**Problem**
From the passage on practice and rest, extract verbatim the part that opens with the words containing "I'm not advocating" and closes with "no longer satisfies.".

**Extract to read**
* * *

If I was struggling to perfect a fast and difficult passage, I would practice slowly and accurately, and only build speed once I could play it perfectly from memory, at a slow, steady pace. I would practice hands separately, introducing hands-together practice at a painfully slow speed, slowly building muscle memory until again, the practice was effortless. Then I would allow speed to build. Sometimes, even after great diligence and consideration, I had to concede that I wasn't ready to play a particular piece and it was time to stop, the piece was beyond me, at that moment. And perhaps a year or two later I would come back to the same piece and discover to my surprise that it was within my faculties to learn. I also learned the distinction between amateur and professional: an amateur practices until they get it right; a professional practices until they can't get it wrong.

In a roundabout way, I've unwittingly adopted these practices in the spiritual search. Perhaps the weight-training or piano-practice are useful analogies, perhaps not, but if it's the body-mind that we're 'training' here, then allowing the opportunity to rest and relax and to be open to new paradigms may be of significance.

I'm not advocating escapism here, merely that it's ok to allow oneself a pause. I'm well aware that we must face our discomfort. I don't advocate eating two pounds of cheddar cheese after weight-training nor do I advocate punching a wall after a piano practice that didn't go well. But I would like you to entertain the idea that taking a break, allowing oneself an indulgence or sinking briefly back into an old habit without guilt or remorse may not be the disaster the inner critic would have you believe. Most of us have a very strong inner critic. Watch that critic and see who it serves. You may come to see that the old habit that once served you so well is an empty chalice and no longer satisfies.

* * *

**Dataset records**

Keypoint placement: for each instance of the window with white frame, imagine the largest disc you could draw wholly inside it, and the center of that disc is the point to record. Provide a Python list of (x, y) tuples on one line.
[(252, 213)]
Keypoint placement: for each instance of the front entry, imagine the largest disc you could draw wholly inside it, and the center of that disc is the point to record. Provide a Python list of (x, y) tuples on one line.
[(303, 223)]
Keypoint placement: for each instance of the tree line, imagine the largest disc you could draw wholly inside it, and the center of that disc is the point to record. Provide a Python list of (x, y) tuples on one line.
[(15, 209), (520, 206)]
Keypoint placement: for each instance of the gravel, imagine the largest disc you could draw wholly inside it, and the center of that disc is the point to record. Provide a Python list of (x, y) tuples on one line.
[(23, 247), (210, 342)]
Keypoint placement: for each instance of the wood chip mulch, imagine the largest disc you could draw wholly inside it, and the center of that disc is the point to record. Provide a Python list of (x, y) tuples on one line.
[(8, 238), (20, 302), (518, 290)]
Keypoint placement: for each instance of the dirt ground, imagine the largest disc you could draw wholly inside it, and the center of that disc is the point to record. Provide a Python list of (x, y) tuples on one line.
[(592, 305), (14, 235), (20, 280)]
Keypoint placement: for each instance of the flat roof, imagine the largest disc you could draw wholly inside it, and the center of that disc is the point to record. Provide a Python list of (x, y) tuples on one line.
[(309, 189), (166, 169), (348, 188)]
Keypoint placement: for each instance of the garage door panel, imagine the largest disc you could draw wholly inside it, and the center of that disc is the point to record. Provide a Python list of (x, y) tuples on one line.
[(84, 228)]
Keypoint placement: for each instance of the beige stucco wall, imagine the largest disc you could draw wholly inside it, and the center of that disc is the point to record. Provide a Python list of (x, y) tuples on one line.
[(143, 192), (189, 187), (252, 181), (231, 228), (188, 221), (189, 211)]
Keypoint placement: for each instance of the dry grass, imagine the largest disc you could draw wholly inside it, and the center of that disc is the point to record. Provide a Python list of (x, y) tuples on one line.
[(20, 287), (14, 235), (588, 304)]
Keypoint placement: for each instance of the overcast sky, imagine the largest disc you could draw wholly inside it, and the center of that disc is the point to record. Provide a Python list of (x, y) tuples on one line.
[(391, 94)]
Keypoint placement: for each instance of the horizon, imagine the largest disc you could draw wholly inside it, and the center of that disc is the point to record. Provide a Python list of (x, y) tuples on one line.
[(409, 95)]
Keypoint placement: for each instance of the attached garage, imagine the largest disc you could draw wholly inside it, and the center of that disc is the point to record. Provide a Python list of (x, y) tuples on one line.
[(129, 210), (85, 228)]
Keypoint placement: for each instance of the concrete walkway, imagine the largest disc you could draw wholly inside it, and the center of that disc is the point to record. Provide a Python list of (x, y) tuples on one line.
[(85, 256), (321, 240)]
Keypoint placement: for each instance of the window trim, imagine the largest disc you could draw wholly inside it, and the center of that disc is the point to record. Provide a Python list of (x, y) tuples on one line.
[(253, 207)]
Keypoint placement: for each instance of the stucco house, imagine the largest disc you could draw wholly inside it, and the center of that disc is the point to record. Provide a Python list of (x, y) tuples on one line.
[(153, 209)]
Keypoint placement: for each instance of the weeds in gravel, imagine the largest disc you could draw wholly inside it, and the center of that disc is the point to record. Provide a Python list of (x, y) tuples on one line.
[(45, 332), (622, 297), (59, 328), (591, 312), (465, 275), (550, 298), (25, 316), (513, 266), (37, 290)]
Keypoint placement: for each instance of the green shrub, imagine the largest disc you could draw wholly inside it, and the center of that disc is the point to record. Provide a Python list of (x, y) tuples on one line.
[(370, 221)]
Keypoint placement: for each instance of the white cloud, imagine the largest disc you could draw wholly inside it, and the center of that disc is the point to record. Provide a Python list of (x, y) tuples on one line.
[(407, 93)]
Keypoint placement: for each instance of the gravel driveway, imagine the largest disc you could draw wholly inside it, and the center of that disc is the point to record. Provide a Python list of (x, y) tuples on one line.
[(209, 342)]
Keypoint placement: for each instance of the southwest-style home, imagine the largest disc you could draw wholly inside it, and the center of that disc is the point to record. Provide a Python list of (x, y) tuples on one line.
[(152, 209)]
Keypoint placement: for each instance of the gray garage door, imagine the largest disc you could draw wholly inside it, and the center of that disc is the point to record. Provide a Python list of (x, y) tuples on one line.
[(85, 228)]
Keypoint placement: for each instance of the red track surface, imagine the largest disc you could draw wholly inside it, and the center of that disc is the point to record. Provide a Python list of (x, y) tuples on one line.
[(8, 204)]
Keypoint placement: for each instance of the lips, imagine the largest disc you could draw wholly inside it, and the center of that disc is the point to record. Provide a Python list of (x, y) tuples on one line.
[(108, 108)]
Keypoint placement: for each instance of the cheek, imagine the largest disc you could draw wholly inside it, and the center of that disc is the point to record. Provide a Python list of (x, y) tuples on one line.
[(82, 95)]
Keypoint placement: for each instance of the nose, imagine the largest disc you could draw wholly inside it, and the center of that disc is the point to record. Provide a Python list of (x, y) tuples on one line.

* * *

**Full solution**
I'm not advocating escapism here, merely that it's ok to allow oneself a pause. I'm well aware that we must face our discomfort. I don't advocate eating two pounds of cheddar cheese after weight-training nor do I advocate punching a wall after a piano practice that didn't go well. But I would like you to entertain the idea that taking a break, allowing oneself an indulgence or sinking briefly back into an old habit without guilt or remorse may not be the disaster the inner critic would have you believe. Most of us have a very strong inner critic. Watch that critic and see who it serves. You may come to see that the old habit that once served you so well is an empty chalice and no longer satisfies.